§ **Required action**:
Return each record shown below exactly, with none omitted.

§ **Records to process**:
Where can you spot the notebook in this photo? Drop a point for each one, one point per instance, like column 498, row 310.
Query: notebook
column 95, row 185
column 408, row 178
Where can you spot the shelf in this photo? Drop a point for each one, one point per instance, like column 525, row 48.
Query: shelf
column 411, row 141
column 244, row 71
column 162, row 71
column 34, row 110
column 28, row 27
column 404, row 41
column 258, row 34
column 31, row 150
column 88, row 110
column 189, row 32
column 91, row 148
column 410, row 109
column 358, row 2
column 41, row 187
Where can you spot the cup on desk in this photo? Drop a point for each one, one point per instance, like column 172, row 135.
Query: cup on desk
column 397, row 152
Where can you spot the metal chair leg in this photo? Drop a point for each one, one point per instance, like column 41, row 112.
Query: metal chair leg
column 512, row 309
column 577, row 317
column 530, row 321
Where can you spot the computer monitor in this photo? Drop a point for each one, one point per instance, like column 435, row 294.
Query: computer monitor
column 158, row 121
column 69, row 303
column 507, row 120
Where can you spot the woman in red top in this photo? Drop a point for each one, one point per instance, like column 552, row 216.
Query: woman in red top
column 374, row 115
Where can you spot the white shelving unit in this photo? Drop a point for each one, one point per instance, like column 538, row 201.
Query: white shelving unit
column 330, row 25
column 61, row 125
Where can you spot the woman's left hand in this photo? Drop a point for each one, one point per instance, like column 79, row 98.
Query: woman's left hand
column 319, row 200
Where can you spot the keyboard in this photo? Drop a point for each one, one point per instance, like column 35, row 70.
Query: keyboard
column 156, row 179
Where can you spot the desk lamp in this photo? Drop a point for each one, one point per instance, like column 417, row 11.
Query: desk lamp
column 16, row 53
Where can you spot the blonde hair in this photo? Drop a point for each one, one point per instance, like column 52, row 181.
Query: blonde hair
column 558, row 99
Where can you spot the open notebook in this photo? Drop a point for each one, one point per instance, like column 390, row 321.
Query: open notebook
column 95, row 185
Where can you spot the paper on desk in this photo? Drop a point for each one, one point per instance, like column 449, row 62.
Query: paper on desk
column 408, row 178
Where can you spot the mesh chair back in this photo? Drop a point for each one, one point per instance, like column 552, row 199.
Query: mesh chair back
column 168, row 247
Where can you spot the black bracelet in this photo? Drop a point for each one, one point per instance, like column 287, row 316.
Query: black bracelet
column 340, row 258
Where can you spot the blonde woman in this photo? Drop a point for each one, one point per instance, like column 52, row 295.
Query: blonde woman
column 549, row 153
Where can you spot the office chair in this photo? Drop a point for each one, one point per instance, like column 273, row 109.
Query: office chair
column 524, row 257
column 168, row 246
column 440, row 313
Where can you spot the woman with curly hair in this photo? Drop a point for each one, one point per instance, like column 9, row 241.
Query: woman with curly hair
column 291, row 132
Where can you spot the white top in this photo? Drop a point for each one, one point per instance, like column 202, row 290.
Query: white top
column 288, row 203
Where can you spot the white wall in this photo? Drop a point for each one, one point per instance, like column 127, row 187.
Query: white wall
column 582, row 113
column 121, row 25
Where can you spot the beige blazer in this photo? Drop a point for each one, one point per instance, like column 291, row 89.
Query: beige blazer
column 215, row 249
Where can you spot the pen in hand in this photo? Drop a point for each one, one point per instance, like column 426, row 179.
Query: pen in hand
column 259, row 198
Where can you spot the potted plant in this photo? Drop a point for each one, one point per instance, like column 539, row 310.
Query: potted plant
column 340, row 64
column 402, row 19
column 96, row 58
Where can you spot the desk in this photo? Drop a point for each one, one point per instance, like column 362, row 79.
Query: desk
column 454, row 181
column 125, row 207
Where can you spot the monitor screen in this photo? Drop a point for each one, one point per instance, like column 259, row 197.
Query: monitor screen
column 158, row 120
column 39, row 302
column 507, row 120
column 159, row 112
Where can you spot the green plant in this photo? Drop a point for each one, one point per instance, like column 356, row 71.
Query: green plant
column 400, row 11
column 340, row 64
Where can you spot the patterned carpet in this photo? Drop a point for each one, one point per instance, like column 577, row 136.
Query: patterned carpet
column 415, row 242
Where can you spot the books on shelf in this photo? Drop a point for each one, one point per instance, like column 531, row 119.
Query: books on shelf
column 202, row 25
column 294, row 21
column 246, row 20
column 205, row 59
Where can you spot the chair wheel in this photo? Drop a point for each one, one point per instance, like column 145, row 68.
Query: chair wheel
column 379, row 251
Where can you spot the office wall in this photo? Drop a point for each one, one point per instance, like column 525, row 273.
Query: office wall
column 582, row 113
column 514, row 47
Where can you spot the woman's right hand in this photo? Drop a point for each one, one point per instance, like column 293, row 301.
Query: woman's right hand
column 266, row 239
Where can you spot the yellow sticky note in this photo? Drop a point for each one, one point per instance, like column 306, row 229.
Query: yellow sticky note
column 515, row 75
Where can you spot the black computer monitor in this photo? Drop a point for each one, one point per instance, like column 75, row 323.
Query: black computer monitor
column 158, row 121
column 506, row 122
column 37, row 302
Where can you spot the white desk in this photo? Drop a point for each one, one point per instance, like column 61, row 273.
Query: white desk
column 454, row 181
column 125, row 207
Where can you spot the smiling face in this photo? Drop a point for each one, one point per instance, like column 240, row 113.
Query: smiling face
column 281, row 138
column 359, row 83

§ **Solution to the exercise**:
Where can you spot the notebook in this photo? Drop a point for each one, one point per instance, like column 498, row 310.
Query: notebook
column 95, row 185
column 408, row 178
Where can you spot the shelf in this photo? Drop a point for each one, one point per instance, like column 525, row 48.
Query: shelf
column 411, row 141
column 244, row 71
column 162, row 71
column 34, row 110
column 28, row 27
column 404, row 41
column 258, row 34
column 31, row 150
column 88, row 110
column 189, row 32
column 91, row 148
column 410, row 109
column 358, row 2
column 41, row 187
Where can you spot the cup on desk in this photo? Drop a point for each one, one point per instance, like column 172, row 135.
Query: cup on desk
column 397, row 152
Where can you spot the metal chair leg in this photo? Drop a point for each one, one point per instance, like column 41, row 112.
Query: metal chair leg
column 512, row 309
column 577, row 317
column 530, row 321
Where can you spot the computer monitor in this photo? Drop a point for each one, one point per instance, like column 435, row 294.
Query: computer monitor
column 158, row 121
column 69, row 303
column 507, row 120
Where can you spot the woman in red top in this photo? Drop a point for each one, one point per instance, like column 552, row 216.
Query: woman in red top
column 374, row 115
Where can you spot the white shelving unit in this photo? Drop a point for each one, one point per instance, like column 538, row 201.
Query: white shelving unit
column 330, row 25
column 61, row 125
Where can you spot the woman's left hand in this photo? Drop a point for each one, one point per instance, like column 79, row 98.
Query: woman's left hand
column 319, row 200
Where can you spot the keyboard in this photo? Drop a point for each one, one point per instance, like column 35, row 70.
Query: keyboard
column 156, row 179
Where can you spot the desk lamp in this photo? Drop a point for each one, one point per instance, like column 417, row 11.
Query: desk lamp
column 16, row 53
Where can you spot the blonde hair in this photo? Drop a point for each one, one point per instance, like column 52, row 181.
Query: blonde hair
column 558, row 99
Where can you spot the open notebook in this photo? Drop a point for each one, one point per instance, like column 390, row 321.
Query: open notebook
column 95, row 185
Where can you spot the paper on desk in this photo? Drop a point for each one, one point per instance, like column 449, row 62.
Query: paper on desk
column 408, row 178
Where can you spot the mesh chair back in this photo? Drop a point for each one, one point per instance, like column 552, row 199.
Query: mesh chair back
column 168, row 247
Where can you spot the black bracelet in this photo? Drop a point for each one, one point per instance, like column 287, row 316.
Query: black bracelet
column 340, row 258
Where can you spot the blonde woman in this photo? Drop a point for each one, one point per instance, like column 52, row 295.
Query: blonde woman
column 549, row 153
Where can you spot the office chair in this photo? Drop a point for each one, one point per instance, like column 273, row 109.
Query: office chair
column 524, row 257
column 168, row 246
column 440, row 313
Where can you spot the woman with curly hair in this photo? Drop a point for each one, one point per instance, like column 9, row 241.
Query: woman with curly hair
column 291, row 132
Where can you spot the white top in this photo? Drop a point for each one, one point per instance, like column 202, row 290.
Query: white top
column 288, row 203
Where can you spot the white wall in this photo? Drop a point for each one, one point per instance, like column 127, row 187.
Query: white wall
column 582, row 113
column 121, row 25
Where can you spot the beige blazer in this photo? Drop a point for each one, one point per instance, like column 291, row 89.
Query: beige blazer
column 215, row 249
Where can you spot the pen in hand in this photo? Drop a point for each one, one point per instance, like column 426, row 179.
Query: pen in hand
column 259, row 198
Where can you spot the potted plant in this photo? Drop a point for each one, one point per instance, like column 539, row 310.
Query: potted plant
column 340, row 64
column 402, row 19
column 96, row 58
Where can you spot the desk in this photo? Drop a point for each one, one point per instance, like column 362, row 79.
Query: desk
column 454, row 181
column 125, row 207
Where can you spot the monitor screen in this photo? Drop a point for each one, one point per instance, like column 259, row 197.
Query: monitor screen
column 158, row 120
column 39, row 302
column 507, row 120
column 159, row 112
Where can you spot the green plant in this photo? Drop a point for each one, one point per instance, like column 356, row 71.
Query: green plant
column 400, row 11
column 340, row 64
Where can you spot the patterned carpet in this photo? Drop a point for each one, one point per instance, like column 577, row 136.
Query: patterned carpet
column 415, row 242
Where can you spot the books on shelf in this photo? Drop a point for each one, one point per instance, like column 531, row 119.
Query: books on shelf
column 202, row 25
column 294, row 21
column 246, row 20
column 205, row 59
Where can you spot the chair wheel in this photo? Drop a point for each one, one point per instance, like column 145, row 68.
Query: chair wheel
column 379, row 251
Where can you spot the office wall in this photo? Drop a point for each one, one point per instance, like column 525, row 273.
Query: office wall
column 582, row 113
column 514, row 47
Where can you spot the woman's right hand in this photo? Drop a point for each one, one point per instance, like column 293, row 301.
Query: woman's right hand
column 266, row 239
Where can you spot the yellow sticky note in this photo? Drop a point for each one, one point per instance, like column 306, row 229.
Query: yellow sticky note
column 515, row 75
Where can you spot the black computer monitor in this photo? Drop a point for each one, one point per instance, like column 75, row 323.
Query: black computer monitor
column 158, row 121
column 506, row 122
column 37, row 302
Where can you spot the white desk in this photo? Drop a point for each one, one point per instance, like column 61, row 273.
Query: white desk
column 454, row 181
column 125, row 207
Where can you spot the smiling face in this photo? Drop a point for each one, one point per instance, like column 240, row 113.
Query: smiling face
column 281, row 138
column 359, row 83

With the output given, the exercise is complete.